[OBJECTIVE]: Can you rewrite the lines between the one holding "For sports analytics purposes, locate the sunlit" and the one holding "[37,191,73,207]", inclusive, changing "sunlit leaf" to "green leaf" and keeping everything else the same?

Bounding box annotation entries:
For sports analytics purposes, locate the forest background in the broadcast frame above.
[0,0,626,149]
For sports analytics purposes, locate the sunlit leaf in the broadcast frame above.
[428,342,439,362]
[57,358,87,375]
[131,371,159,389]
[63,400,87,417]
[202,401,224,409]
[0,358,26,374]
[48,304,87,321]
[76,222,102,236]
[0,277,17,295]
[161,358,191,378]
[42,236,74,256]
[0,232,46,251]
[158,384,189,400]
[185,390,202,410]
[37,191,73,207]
...
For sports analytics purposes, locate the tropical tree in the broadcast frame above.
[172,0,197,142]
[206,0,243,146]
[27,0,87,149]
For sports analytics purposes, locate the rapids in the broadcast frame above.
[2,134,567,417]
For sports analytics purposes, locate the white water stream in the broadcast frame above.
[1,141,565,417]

[COMPLETED EXERCISE]:
For sports analytics purposes, locate the green leaf in the broadcast frame above.
[428,342,439,362]
[57,358,87,375]
[131,371,159,389]
[63,400,87,417]
[202,401,224,409]
[0,358,26,374]
[48,304,87,321]
[76,222,102,236]
[0,277,17,295]
[161,358,191,378]
[42,236,74,256]
[0,232,46,251]
[158,384,189,400]
[185,390,202,410]
[37,191,73,207]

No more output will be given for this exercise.